◆ COMPLETE THE FOLLOWING ◆
(1) Answer these questions using the passage about Shoney's comment cards:
(a) How often did the narrator fill out a comment card?
(b) In what town was the Shoney's store that the narrator reported on?
(c) What were the narrator's comment cards always like?
(2) From the passage about Shoney's comment cards, list everything the narrator related, rated, or reported on when filling out a card.

◆ PAGE ◆
* START *

I was also excited because it was so rare that anyone wanted to hear what I had to say, and here was a restaurant—a corporation—who wanted to know in detail about how my dining experience had been. So I told them. Over and over. I filled a card out each and every time we went to Shoney’s. I related the details of our order down to who had ranch dressing on the side. I carefully and truthfully rated our service and meal and overall dining experience. I reported on the server’s cheerfulness and the cleanliness of our table. I was convinced I was providing an important service. The Shoney’s company had a reliable source on the operations of their store in Bridgeport, WV and, because I loved Shoney’s, my comment cards were invariably glowing.

* END *

◆ GIVEN RECORDS ◆
* START *

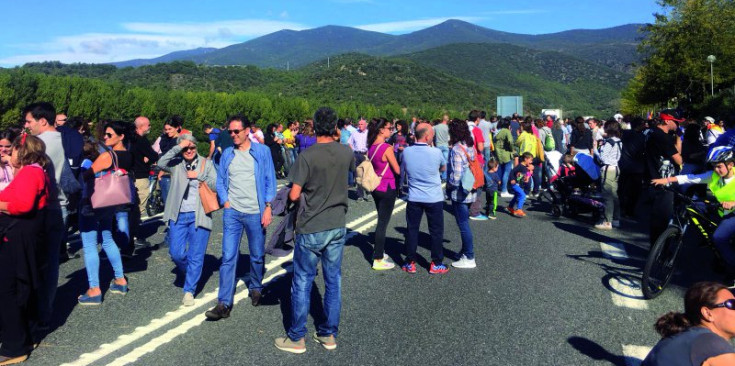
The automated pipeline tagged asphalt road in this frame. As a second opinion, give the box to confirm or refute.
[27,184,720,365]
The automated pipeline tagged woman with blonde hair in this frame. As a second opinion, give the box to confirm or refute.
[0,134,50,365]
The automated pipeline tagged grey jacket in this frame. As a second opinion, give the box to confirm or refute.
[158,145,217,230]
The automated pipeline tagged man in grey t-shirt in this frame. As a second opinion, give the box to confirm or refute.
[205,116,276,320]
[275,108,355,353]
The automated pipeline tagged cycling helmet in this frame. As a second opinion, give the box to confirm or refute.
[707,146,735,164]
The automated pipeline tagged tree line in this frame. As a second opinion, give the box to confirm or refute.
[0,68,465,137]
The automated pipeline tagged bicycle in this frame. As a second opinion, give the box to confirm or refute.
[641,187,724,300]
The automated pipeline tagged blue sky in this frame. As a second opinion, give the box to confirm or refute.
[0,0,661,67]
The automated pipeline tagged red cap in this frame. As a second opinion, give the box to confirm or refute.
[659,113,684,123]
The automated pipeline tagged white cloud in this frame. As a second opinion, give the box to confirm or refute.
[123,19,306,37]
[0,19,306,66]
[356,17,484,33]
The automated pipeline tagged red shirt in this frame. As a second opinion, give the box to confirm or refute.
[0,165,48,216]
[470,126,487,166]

* END *

◆ OUTPUTS ◆
(1)
(a) Each and every time they went to Shoney's.
(b) Bridgeport, WV.
(c) Glowing.

(2)
- The details of the order
- The service
- The meal
- The overall dining experience
- The server's cheerfulness
- The cleanliness of the table